READING TEXT
┄┄┄┄┄┄

Gemma Armit took a 15-month break from her teaching career to travel the world with her partner, Craig. In this wide-ranging interview, she discusses choosing travel over flash cars and big weddings, approaching her career break with her employer, getting married on the road, returning to work after the trip, and building her own successful blogging business Two Scots Abroad.

Why did you decide to take a career break to travel?

Regret! I’d always regretted not taking a gap year between university and work. The conveyor belt of life kicked in after I’d graduated, and I just wanted to make money so long-term travel plans took a backseat. I’d also fallen into the Glasgow party scene pretty heavily which was fun at the time but not conducive with saving.

I then went into high school teaching which not only meant six weeks off in summer for travel but also the opportunity to apply for a career break after three years of service with my local authority.

I met Craig in 2012, was clear from the start that I had planned to take a career break and he was up for it too. We tested our relationship with a five-week trip around Southeast Asia in 2013 then started planning our 18-month adventure for 2015.

What do you feel was the biggest obstacle to making the decision?

I honestly don’t think there were any obstacles. I’m lucky to have been part of a very supportive department and as a politics and current affairs teacher it was easy to justify the trip.

On my return, I used my experience of travelling around the USA as part of our International Studies unit and the knowledge gained from spending time in South and Central America for our Inequalities course.

“Some students made fun of our old Honda in jest to another teacher and they pointed out how many holidays we take instead of having a new car!”

Naturally, others might fear the aspect of money, but we’ve always been good savers. We’re not lavish. I’m not a slave to brands, opting to shop in charity shops for environmental reasons.

All of our savings go into travel. We don’t have a flash car either. Actually, some students made fun of our old Honda in jest to another teacher and they pointed out how many holidays we take instead of having a new car!

Craig and Gemma, pictured here in Austria, prioritise travel over luxuries
Craig and Gemma, pictured here in Austria, prioritise travel over luxuries

How did you manage to still have a life while you were saving for your travel career break?

We’re very social so cutting back on drinking alcohol was a natural change we made to our lifestyle to help us save.

We had lots of weddings (five!) to attend the year before we left so that took up much of our social time. I actually did a lot of car boot sales with my ever-supportive friend, Shelley, a fun job when you do it with a pal.

┄┄┄┄┄┄

SUPPLIED ENTRIES
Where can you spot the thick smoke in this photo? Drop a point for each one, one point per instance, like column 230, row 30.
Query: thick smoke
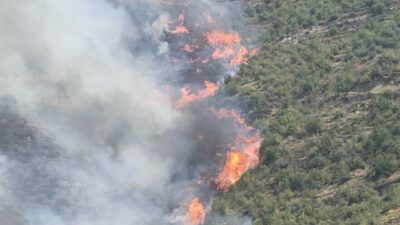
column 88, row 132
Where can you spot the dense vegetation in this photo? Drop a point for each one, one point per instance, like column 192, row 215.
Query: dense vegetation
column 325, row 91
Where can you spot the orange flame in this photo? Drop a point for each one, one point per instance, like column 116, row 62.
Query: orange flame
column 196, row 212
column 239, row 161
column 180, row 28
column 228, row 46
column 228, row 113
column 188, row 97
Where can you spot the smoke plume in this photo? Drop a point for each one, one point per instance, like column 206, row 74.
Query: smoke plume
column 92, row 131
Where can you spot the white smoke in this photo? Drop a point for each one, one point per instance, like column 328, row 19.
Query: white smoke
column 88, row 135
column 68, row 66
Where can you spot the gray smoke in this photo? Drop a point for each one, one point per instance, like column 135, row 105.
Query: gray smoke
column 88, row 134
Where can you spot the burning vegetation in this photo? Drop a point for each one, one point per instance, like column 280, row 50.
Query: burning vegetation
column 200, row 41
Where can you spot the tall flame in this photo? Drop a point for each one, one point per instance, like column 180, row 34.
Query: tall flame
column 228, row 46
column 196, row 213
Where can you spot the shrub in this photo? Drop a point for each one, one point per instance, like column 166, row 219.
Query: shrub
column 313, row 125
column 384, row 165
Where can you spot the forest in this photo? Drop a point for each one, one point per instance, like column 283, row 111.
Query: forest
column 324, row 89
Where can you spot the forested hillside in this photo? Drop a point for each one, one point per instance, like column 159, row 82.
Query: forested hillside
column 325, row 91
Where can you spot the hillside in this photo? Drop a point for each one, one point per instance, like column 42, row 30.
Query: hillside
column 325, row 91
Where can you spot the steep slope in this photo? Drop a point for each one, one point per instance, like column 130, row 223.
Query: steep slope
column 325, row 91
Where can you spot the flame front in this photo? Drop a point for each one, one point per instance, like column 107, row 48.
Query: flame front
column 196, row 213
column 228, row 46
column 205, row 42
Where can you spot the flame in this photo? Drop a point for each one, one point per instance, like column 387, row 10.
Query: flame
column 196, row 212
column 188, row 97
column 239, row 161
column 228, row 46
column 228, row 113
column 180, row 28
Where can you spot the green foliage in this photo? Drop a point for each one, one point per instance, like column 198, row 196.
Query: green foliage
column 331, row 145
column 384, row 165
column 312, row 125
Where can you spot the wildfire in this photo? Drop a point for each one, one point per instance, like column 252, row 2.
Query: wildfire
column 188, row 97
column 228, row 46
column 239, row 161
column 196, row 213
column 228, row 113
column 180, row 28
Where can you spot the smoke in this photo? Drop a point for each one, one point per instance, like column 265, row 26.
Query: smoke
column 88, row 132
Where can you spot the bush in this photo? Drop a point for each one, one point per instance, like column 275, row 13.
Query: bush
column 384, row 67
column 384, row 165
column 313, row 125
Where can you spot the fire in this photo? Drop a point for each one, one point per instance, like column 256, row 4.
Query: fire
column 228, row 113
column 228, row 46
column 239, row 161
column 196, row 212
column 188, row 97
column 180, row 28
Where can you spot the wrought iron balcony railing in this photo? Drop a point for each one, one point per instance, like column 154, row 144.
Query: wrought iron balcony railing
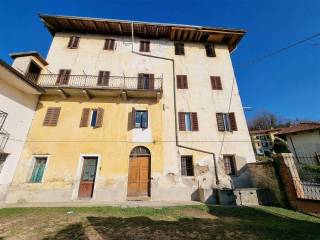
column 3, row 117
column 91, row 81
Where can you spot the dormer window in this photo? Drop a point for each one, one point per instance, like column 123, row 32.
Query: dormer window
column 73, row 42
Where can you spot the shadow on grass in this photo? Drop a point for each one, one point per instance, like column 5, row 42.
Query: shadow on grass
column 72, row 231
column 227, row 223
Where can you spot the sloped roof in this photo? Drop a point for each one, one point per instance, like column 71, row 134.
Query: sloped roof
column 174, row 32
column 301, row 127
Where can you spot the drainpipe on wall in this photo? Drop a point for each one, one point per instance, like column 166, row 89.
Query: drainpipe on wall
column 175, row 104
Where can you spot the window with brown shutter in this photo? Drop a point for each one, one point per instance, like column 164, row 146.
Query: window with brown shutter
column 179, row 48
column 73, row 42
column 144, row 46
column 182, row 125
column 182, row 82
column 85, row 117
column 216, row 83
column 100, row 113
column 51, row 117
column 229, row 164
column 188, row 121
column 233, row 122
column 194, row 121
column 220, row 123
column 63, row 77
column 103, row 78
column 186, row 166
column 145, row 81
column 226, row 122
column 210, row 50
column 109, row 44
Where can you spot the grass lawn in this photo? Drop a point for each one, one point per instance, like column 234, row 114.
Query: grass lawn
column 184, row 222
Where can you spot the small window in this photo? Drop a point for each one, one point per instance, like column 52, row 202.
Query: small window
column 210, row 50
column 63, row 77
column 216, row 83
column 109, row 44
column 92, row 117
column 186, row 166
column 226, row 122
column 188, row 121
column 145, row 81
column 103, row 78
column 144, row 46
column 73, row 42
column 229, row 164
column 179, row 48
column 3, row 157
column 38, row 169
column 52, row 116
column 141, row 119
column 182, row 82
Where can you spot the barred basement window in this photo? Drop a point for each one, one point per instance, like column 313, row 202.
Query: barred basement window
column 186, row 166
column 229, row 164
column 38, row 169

┄┄┄┄┄┄

WHAT IS ASKED
A – According to the interview, what subject did Gemma Armit teach?
B – Write out the part of the interview from "What do you" to "justify the trip.", word for word.
C – Decide whether each statement agrees with the interview, and answer yes or no. Support each answer by quoting the deciding words.
(i) Gemma and Craig took a five-week trip around Southeast Asia in 2013.
(ii) The couple attended three weddings in the year before they left.
(iii) Cutting back on drinking alcohol was one change the couple made to help them save.

RESULTS FOR THE EXERCISE
A – Politics and current affairs.

B –
What do you feel was the biggest obstacle to making the decision?

I honestly don’t think there were any obstacles. I’m lucky to have been part of a very supportive department and as a politics and current affairs teacher it was easy to justify the trip.

C –
(i) Yes: "We tested our relationship with a five-week trip around Southeast Asia in 2013"
(ii) No: "We had lots of weddings (five!) to attend the year before we left"
(iii) Yes: "cutting back on drinking alcohol was a natural change we made to our lifestyle to help us save"